▸ WRITTEN INSTRUCTION A
Retype the part of the legal excerpt starting with "21. In addition" and going on through "pertaining to M/s Durga Builders Pvt. Ltd.".
▸ WRITTEN INSTRUCTION B
According to the legal excerpt, which company does Company Appeal No. 7/2006 pertain to?

▸ EXCERPT TO READ
20. Arguing Company Appeal 8/2006 which pertains to Rajdhani Housing Syndicate Pvt. Ltd., Sh. Parag Tripathi, learned senior counsel urged that pleadings in the Suit No. 961/2004 related to M/s Durga Builders Pvt. Ltd. and thereforee, the Company Law Board gravely erred in disposing of CP 59/2005 by placing reliance on the pleadings in the said suit.

21. In addition to the aforesaid plea, other pleas raised were common to the pleas raised by Sh. Aman Lekhi, learned senior counsel who appeared in Company Appeal No. 7/2006 pertaining to M/s Durga Builders Pvt. Ltd.

22. Learned senior counsel, Shri Parag Tripathi and Shri Aman Lekhi urged that factum of the agreements dated 19.5.1997 was not in dispute. That board resolutions were passed on 19.5.1997 was also not in dispute. It was urged that as held in the report published as : [1981]3SCR698 Needle Industries (India) Limited and Ors. v. Needle Industries Newey (India) Holding Ltd. and Ors., a conduct which lacks in probity and is unfair or causes prejudice to the exercise of proprietary rights as a shareholder constitutes an act of oppression. Elaborating further, placing reliance upon the report published as (1966) 36 Com. Cas 745 Gajarabai Patny and Ors. v. Patny Transport (P) Ltd. counsel urged that refusal by the Nandas to register Mehras as shareholders despite agreeing to transfer their shareholding and accepting consideration, lacks in probity and has been judicially recognized as unreasonable, amounting to acts of oppression. learned Counsel urged that the said decision held that conduct of the directors in refusing to transfer shares after receiving money amounts to oppression, in as much as it involves violation of the conditions of fair play on which every shareholder who entrusts his money to the company is entitled to rely.

▸ DATA
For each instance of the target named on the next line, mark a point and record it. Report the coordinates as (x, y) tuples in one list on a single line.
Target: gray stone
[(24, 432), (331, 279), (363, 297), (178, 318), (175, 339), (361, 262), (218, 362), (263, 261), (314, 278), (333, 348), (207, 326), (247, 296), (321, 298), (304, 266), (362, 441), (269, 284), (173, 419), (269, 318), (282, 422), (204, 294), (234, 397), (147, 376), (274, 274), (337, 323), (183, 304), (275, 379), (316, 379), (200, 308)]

▸ CORRECT OUTPUT A
21. In addition to the aforesaid plea, other pleas raised were common to the pleas raised by Sh. Aman Lekhi, learned senior counsel who appeared in Company Appeal No. 7/2006 pertaining to M/s Durga Builders Pvt. Ltd.

▸ CORRECT OUTPUT B
M/s Durga Builders Pvt. Ltd.